> _What is asked_: Copy each line of the data below that contains the word "drainpipe". Case matters.

> _Records_:
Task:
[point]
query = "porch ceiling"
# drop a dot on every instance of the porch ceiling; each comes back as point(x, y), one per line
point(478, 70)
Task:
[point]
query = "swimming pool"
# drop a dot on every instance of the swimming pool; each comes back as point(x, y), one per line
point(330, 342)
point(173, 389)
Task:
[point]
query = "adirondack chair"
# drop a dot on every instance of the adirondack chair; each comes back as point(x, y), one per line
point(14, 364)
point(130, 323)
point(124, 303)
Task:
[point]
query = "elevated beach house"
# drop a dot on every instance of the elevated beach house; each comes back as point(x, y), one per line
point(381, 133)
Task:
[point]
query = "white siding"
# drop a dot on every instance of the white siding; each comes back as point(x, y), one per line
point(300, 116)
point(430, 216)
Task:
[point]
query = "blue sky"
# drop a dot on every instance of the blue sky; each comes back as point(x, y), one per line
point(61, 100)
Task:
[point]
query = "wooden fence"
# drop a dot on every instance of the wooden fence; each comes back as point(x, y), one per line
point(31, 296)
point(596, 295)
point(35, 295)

==

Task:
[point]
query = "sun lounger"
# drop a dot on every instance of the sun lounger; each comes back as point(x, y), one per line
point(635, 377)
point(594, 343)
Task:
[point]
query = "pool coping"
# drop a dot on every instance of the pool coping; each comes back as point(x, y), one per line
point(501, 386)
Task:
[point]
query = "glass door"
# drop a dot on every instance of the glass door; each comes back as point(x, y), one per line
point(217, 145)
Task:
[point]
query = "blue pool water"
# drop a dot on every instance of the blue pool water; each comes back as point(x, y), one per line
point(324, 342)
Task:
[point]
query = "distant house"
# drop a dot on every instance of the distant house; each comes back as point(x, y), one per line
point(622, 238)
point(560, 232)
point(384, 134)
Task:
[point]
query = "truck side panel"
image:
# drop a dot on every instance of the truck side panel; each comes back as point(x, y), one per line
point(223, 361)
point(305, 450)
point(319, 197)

--

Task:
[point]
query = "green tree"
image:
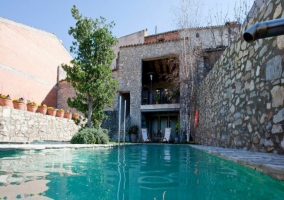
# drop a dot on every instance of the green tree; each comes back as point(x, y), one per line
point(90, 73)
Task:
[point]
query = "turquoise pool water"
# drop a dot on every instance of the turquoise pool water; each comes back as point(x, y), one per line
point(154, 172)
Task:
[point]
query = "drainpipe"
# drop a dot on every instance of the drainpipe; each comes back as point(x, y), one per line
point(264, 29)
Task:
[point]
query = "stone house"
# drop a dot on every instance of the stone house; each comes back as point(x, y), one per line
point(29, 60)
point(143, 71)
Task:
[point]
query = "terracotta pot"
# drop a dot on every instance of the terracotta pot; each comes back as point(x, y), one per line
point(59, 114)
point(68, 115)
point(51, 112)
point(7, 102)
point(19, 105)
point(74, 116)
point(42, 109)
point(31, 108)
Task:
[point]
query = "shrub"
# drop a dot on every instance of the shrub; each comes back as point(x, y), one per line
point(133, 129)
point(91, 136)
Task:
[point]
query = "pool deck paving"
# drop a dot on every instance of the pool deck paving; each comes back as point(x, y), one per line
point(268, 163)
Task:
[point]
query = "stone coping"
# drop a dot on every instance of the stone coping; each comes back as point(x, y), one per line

> _Task solution_:
query = "drainpipe"
# drop a dot on every instance of the drainpipe; each comes back as point(x, y), one per line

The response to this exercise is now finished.